> **READING TEXT**:

* * *

Well, there are some problems with this and I really don't know what
you are trying to parallelize. But let me say a few things:
1. You can't call a pure subroutine inside a FORALL construct. You
can call a PURE *function*, however. (And a PURE function can call a
PURE subroutine.)
2. So you could write something like this:
program foo
integer, parameter :: SIZE_TA = 100
integer, dimension(SIZE_TA) :: status
type t
real, dimension(:), pointer :: x
end type t
type(t), dimension(SIZE_TA) :: ta
!hpf$ distribute(block) :: ta
!hpf$ align(:) with ta(:) :: status
forall (i = 1:size(ta))
status(i) = p (ta(i))
end forall
contains
pure function p (one_t)
integer p
type(t), intent(in) :: one_t
p = 3
end function p
end program foo
The Digital Fortran/HPF compiler will distribute the iterations of the
forall under these conditions.
Note that the way I have written this program, the pointer field x is
itself not mapped to more than one processor. That is, all the
elements of ta(i)%x(:) live on one processor -- the one processor that
owns ta(i). The different elements of ta (i.e, ta(1), ta(2), ...) are
distributed in a block fashion over the available processors. (This
is as defined by the HPF language, not a peculiarity of the Digital
compiler.)

* * *

> **EXERCISE TASK 1**:
Return each line of the records below that contains the word "building".

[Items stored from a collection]
* * *

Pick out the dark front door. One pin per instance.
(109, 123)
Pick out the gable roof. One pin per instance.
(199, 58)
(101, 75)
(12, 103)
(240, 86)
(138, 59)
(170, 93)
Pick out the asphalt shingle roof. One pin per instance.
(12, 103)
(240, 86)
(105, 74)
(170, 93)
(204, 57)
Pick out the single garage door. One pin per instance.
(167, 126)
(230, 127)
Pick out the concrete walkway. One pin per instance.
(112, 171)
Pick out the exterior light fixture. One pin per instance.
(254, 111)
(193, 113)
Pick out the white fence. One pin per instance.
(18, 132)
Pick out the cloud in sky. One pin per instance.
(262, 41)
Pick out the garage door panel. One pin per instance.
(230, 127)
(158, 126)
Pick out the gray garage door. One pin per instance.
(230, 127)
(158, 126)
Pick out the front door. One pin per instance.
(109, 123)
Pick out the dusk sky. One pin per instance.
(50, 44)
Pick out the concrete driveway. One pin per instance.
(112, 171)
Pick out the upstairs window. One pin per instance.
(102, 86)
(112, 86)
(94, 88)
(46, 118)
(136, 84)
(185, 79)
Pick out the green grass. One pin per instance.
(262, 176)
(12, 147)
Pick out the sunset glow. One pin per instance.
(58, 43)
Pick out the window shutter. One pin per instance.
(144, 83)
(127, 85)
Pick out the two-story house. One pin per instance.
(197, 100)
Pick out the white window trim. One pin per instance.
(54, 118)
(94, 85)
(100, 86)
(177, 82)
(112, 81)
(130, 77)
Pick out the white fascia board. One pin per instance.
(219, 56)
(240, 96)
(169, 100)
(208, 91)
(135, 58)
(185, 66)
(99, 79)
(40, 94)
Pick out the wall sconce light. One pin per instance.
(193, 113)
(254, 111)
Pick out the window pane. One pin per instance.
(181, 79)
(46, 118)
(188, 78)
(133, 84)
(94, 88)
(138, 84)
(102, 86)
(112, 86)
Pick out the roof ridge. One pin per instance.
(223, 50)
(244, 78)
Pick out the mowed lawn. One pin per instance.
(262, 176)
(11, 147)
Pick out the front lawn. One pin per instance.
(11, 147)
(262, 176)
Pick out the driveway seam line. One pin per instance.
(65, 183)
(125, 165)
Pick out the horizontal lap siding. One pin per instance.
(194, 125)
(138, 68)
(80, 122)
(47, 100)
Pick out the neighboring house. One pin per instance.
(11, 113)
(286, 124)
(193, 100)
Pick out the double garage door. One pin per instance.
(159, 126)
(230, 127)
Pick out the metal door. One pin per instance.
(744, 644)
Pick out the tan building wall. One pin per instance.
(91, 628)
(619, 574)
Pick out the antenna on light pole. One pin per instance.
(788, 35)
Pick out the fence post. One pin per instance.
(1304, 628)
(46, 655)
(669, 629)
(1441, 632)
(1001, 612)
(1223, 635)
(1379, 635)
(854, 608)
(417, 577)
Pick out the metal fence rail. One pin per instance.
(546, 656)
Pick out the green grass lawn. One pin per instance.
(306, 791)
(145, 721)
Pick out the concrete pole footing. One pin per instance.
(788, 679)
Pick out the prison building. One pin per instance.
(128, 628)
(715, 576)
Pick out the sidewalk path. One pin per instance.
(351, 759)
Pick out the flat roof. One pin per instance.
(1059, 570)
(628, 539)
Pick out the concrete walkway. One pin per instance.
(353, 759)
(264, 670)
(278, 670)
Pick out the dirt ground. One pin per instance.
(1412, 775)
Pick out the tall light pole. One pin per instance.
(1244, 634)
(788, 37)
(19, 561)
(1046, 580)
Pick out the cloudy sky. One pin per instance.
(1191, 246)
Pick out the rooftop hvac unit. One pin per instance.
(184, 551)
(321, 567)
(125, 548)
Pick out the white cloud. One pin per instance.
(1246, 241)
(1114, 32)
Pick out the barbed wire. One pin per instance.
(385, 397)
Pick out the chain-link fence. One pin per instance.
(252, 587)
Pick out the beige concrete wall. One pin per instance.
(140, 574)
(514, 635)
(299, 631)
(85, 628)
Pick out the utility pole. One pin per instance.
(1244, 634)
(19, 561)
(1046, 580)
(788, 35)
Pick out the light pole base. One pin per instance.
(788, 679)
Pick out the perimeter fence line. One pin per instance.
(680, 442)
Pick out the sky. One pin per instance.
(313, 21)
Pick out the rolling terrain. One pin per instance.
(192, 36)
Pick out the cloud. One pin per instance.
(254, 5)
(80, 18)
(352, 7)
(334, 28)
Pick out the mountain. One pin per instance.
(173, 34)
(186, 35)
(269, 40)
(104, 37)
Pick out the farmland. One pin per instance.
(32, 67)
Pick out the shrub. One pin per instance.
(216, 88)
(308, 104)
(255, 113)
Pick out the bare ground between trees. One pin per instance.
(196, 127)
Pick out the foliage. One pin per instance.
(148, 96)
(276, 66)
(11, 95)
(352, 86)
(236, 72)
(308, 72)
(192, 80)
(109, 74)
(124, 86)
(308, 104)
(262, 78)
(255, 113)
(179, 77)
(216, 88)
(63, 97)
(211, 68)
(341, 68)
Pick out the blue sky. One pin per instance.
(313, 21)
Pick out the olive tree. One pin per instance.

* * *

> **EXERCISE TASK 2**:
From the Fortran FORALL post above, copy everything from "2. So you could" down to "(i = 1:size(ta))".

> **WRITTEN SOLUTION 1**:
Pick out the tan building wall. One pin per instance.
Pick out the prison building. One pin per instance.

> **WRITTEN SOLUTION 2**:
2. So you could write something like this:
program foo
integer, parameter :: SIZE_TA = 100
integer, dimension(SIZE_TA) :: status
type t
real, dimension(:), pointer :: x
end type t
type(t), dimension(SIZE_TA) :: ta
!hpf$ distribute(block) :: ta
!hpf$ align(:) with ta(:) :: status
forall (i = 1:size(ta))